◆ Work task:
Begin at the line with "Please put a dot on every instance of the column" and return each line through the final one of the listing below, exactly as written.
============================================================
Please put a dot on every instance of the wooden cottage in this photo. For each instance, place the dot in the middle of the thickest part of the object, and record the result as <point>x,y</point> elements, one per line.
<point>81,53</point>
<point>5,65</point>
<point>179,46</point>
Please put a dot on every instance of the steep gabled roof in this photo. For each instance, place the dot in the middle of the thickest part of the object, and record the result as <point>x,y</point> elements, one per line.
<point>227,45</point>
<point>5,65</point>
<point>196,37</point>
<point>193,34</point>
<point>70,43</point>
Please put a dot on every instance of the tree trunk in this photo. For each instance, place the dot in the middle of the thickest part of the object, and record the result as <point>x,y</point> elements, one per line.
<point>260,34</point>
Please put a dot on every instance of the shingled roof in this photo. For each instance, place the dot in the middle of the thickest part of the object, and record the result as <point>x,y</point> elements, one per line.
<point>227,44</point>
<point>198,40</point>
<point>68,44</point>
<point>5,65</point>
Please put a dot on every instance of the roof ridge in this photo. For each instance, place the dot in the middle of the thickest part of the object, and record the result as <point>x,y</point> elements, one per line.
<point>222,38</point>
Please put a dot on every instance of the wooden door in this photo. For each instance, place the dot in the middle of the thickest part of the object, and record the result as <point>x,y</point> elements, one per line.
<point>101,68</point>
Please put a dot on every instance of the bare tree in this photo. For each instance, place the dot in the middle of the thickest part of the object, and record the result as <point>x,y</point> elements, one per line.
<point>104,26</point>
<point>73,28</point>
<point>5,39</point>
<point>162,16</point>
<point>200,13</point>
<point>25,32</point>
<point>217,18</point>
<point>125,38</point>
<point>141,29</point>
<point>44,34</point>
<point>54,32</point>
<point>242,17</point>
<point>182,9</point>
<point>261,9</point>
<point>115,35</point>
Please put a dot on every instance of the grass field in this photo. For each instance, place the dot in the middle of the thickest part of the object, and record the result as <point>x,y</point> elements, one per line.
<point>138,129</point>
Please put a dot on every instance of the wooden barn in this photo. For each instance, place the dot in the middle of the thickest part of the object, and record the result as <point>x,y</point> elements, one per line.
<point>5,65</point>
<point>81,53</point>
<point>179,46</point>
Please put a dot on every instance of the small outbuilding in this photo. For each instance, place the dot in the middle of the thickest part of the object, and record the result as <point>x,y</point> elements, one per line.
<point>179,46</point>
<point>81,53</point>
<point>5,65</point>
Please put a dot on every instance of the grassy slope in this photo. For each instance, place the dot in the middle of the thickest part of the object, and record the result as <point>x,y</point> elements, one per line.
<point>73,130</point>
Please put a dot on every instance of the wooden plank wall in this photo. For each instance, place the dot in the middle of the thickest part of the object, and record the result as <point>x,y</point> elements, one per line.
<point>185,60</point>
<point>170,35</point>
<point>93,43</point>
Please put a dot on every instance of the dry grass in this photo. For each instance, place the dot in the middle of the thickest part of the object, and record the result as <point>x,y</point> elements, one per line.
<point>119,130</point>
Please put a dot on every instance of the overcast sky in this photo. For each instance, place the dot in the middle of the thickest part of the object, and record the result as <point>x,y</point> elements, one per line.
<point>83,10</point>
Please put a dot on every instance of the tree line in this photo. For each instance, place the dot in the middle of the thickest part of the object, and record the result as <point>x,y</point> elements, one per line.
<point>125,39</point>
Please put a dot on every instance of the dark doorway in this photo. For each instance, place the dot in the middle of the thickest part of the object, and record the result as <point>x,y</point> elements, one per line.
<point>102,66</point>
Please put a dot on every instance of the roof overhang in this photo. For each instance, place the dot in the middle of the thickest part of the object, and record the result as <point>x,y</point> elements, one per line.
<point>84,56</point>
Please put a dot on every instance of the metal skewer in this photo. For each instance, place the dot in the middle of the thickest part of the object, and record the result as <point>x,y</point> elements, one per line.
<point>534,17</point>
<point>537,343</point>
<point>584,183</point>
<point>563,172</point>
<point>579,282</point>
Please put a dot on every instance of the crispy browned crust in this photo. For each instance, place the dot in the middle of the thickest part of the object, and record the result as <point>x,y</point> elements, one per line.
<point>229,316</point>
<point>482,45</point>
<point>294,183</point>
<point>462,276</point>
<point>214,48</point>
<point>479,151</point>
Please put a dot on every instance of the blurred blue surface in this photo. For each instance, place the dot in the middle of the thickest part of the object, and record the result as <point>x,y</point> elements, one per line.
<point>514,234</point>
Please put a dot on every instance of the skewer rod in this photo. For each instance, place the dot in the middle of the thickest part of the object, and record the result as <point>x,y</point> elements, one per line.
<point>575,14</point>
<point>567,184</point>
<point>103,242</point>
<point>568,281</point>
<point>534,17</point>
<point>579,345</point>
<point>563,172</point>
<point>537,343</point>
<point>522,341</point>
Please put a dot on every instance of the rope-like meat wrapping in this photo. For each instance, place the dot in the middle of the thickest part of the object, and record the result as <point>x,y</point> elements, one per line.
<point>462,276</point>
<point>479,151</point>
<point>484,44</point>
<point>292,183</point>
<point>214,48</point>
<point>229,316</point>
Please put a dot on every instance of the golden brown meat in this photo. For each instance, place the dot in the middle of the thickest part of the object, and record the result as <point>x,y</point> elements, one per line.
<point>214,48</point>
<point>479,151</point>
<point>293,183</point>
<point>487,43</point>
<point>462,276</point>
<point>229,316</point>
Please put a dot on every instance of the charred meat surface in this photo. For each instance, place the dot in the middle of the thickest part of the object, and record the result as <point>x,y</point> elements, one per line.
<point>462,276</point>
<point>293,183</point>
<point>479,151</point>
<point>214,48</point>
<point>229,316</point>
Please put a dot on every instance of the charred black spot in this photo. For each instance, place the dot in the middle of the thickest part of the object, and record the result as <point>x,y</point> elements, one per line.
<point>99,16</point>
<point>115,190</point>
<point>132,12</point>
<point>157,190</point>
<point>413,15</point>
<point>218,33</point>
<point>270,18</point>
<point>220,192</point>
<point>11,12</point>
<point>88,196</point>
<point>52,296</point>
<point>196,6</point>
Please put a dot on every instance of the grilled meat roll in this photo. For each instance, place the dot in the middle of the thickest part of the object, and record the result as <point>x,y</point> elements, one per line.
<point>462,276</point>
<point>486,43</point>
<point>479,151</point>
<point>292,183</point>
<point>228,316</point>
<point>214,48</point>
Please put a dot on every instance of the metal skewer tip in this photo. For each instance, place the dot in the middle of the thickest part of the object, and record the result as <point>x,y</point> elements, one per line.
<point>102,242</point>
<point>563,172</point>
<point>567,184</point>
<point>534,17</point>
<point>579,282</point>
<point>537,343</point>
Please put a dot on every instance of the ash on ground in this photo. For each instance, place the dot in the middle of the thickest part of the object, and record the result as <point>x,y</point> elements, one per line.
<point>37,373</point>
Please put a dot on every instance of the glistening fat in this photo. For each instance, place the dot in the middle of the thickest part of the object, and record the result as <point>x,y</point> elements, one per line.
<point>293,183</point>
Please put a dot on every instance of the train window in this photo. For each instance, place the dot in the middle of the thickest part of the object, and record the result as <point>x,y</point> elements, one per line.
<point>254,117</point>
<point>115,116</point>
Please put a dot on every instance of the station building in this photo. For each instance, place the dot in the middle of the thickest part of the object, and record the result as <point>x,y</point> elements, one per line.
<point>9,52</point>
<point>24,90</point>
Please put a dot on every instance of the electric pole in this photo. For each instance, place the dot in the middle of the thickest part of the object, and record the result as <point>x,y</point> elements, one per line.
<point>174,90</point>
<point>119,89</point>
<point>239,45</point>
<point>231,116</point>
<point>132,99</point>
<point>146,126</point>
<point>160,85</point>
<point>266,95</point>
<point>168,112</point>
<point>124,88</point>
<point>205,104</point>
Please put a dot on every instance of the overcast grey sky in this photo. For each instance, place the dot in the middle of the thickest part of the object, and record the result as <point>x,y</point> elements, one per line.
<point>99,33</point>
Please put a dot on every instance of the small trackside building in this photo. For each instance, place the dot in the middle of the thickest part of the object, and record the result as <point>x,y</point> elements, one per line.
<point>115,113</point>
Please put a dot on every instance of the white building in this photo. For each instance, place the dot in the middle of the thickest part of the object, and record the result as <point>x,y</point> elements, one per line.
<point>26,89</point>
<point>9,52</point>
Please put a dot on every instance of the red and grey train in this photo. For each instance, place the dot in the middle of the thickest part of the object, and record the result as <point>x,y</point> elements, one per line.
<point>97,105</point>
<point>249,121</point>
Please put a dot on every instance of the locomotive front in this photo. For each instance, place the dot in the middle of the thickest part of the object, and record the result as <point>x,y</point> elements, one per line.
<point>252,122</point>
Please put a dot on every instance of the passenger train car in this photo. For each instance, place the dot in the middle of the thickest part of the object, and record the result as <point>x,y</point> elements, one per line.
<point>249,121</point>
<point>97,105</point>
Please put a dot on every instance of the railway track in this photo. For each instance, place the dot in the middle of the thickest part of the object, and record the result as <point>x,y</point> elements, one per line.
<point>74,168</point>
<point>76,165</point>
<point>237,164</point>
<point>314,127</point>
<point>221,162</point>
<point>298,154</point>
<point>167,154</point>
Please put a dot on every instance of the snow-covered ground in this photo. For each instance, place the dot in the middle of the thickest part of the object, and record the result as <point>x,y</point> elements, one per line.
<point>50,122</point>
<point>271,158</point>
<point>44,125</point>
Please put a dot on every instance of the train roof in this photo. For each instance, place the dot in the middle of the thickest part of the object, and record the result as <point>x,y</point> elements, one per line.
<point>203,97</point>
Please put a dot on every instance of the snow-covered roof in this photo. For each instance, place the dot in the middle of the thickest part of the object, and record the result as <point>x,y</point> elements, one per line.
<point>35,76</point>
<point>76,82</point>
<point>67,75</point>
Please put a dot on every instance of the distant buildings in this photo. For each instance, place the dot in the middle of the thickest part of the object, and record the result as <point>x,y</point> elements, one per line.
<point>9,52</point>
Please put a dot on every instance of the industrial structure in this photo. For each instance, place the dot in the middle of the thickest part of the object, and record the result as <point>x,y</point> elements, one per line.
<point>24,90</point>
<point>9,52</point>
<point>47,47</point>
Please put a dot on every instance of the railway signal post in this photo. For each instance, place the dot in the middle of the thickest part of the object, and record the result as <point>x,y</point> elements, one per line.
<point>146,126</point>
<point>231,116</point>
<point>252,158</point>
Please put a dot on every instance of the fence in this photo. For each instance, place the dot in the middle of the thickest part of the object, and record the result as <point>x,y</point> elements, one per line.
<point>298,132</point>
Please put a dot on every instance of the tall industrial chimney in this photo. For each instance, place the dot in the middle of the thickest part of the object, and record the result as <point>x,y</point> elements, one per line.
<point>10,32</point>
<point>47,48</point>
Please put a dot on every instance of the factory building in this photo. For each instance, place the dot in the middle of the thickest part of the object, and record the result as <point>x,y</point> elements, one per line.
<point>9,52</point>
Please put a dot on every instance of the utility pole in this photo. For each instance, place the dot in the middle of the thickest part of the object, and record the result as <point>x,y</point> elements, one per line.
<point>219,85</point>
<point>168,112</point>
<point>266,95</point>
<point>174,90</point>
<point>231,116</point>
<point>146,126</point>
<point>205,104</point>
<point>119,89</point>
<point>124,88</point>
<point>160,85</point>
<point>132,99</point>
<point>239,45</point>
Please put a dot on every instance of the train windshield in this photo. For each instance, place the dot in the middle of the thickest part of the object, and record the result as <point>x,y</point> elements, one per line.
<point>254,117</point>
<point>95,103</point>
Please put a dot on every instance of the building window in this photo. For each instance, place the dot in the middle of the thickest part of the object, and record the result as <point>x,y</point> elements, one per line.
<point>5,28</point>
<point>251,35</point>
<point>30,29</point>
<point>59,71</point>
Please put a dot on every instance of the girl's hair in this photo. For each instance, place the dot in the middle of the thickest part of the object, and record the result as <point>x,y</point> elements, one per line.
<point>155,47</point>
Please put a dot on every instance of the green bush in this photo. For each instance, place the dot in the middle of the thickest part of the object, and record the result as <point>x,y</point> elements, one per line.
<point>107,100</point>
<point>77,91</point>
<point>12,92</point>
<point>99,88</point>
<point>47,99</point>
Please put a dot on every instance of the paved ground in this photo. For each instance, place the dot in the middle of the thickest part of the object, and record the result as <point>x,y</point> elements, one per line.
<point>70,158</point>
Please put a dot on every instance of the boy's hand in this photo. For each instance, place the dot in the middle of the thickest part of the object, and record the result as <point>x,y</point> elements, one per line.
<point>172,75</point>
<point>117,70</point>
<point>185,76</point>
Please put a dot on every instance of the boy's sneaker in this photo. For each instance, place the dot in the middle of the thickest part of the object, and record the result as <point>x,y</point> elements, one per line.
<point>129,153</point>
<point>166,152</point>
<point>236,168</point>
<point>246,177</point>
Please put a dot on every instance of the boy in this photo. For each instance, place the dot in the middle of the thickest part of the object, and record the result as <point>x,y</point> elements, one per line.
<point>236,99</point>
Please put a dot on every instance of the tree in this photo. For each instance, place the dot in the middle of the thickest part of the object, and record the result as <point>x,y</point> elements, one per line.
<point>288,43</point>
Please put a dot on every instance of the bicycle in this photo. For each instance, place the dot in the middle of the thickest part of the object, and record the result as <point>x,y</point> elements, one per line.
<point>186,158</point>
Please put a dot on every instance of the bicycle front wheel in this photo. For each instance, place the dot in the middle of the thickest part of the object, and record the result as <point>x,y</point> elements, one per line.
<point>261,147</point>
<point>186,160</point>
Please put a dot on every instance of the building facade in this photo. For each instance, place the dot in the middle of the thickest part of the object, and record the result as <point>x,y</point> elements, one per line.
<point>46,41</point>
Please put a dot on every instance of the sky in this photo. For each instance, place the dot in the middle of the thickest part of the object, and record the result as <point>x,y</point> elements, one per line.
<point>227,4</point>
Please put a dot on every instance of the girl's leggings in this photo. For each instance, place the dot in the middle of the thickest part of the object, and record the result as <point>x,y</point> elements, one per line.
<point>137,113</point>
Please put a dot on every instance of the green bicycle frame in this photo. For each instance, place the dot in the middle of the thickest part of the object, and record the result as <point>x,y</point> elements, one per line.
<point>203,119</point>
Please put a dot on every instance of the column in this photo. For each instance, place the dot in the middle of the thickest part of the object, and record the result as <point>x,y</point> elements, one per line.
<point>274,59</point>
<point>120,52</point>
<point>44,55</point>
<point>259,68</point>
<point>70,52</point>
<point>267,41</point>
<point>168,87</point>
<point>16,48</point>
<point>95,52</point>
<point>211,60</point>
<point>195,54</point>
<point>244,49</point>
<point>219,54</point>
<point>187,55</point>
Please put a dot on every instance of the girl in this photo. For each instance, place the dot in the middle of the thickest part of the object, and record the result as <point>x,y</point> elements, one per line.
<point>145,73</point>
============================================================
◆ Response to this exercise:
Please put a dot on every instance of the column in this photo. For each instance, place the dot in the middle of the thickest part of the object, and record the result as <point>x,y</point> elements, one per line.
<point>274,59</point>
<point>120,52</point>
<point>44,55</point>
<point>259,68</point>
<point>70,52</point>
<point>267,41</point>
<point>168,87</point>
<point>16,48</point>
<point>95,52</point>
<point>211,60</point>
<point>195,54</point>
<point>244,49</point>
<point>219,54</point>
<point>187,55</point>
Please put a dot on every instance of the girl in this photo. For each instance, place the dot in the middle of the thickest part of the object, and record the result as <point>x,y</point> elements, one per line.
<point>145,73</point>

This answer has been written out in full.